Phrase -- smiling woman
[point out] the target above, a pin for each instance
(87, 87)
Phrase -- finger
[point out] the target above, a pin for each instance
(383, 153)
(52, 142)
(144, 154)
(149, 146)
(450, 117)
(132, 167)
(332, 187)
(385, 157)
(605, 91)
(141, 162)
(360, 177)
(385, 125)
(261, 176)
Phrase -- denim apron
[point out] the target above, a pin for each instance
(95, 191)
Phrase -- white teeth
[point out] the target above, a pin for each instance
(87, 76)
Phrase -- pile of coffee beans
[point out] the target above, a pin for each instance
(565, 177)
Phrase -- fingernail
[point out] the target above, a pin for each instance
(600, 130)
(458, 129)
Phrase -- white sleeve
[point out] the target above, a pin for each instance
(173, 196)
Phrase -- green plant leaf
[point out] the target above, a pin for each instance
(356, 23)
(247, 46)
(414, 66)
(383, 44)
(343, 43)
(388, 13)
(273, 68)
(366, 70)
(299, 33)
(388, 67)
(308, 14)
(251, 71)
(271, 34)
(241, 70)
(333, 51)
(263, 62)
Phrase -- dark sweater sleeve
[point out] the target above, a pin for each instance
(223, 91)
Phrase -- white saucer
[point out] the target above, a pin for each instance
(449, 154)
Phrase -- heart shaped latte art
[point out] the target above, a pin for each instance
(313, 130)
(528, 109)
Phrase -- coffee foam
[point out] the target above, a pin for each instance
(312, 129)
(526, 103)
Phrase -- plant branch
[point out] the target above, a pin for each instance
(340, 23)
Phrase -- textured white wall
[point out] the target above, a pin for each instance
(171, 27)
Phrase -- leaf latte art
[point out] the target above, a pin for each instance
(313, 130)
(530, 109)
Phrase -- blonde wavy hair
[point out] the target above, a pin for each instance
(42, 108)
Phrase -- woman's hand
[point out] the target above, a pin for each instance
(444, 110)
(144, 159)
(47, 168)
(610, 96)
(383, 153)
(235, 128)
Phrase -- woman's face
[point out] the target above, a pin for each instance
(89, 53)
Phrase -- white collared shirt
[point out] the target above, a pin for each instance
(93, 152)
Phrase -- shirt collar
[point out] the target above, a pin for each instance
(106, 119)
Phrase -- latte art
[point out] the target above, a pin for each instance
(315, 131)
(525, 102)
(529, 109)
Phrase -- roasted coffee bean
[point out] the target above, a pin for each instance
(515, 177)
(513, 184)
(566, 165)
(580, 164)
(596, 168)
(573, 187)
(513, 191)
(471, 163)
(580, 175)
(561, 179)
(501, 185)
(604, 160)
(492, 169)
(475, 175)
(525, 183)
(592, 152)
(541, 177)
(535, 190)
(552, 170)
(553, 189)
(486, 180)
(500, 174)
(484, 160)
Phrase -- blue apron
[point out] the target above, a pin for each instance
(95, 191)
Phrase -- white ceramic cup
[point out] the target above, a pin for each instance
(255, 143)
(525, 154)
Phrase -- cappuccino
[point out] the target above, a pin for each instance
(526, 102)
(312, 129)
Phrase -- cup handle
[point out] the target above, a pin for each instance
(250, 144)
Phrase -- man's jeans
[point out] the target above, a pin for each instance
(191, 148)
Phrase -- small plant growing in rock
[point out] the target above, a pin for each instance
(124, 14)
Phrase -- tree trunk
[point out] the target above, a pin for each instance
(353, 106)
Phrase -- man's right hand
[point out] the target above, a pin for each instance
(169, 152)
┄┄┄┄┄┄┄┄┄┄
● **Your goal**: Set down, unchanged, the line that contains "Phrase -- shirt collar" together with every later line in the records, through the last one.

● **Exercise response**:
Phrase -- shirt collar
[point out] the target above, a pin for each instance
(106, 119)
Phrase -- latte art
[point out] the target above, a pin for each instance
(315, 131)
(525, 102)
(529, 109)
Phrase -- roasted coffee bean
[point out] the target above, a pin for each instance
(515, 177)
(513, 184)
(566, 165)
(580, 164)
(596, 168)
(573, 187)
(513, 191)
(471, 163)
(580, 175)
(561, 179)
(501, 185)
(604, 160)
(492, 169)
(475, 175)
(525, 183)
(592, 152)
(541, 177)
(535, 190)
(552, 170)
(553, 189)
(486, 180)
(500, 174)
(484, 160)
Phrase -- blue apron
[point out] the target above, a pin for each instance
(95, 191)
Phrase -- white ceramic cup
[point out] the target above, a pin for each instance
(255, 143)
(525, 154)
Phrase -- cappuccino
[point out] the target above, a pin for each instance
(526, 102)
(312, 129)
Phrase -- cup handle
[point out] the target above, a pin for each instance
(250, 144)
Phrase -- man's jeans
[point out] the target above, a pin for each instance
(191, 148)
Phrase -- small plant growing in rock
[point out] the target above, a pin for each instance
(124, 14)
Phrase -- tree trunk
[point out] the target above, a pin for each instance
(353, 106)
Phrase -- man's right hand
[point out] the target above, a pin for each instance
(169, 152)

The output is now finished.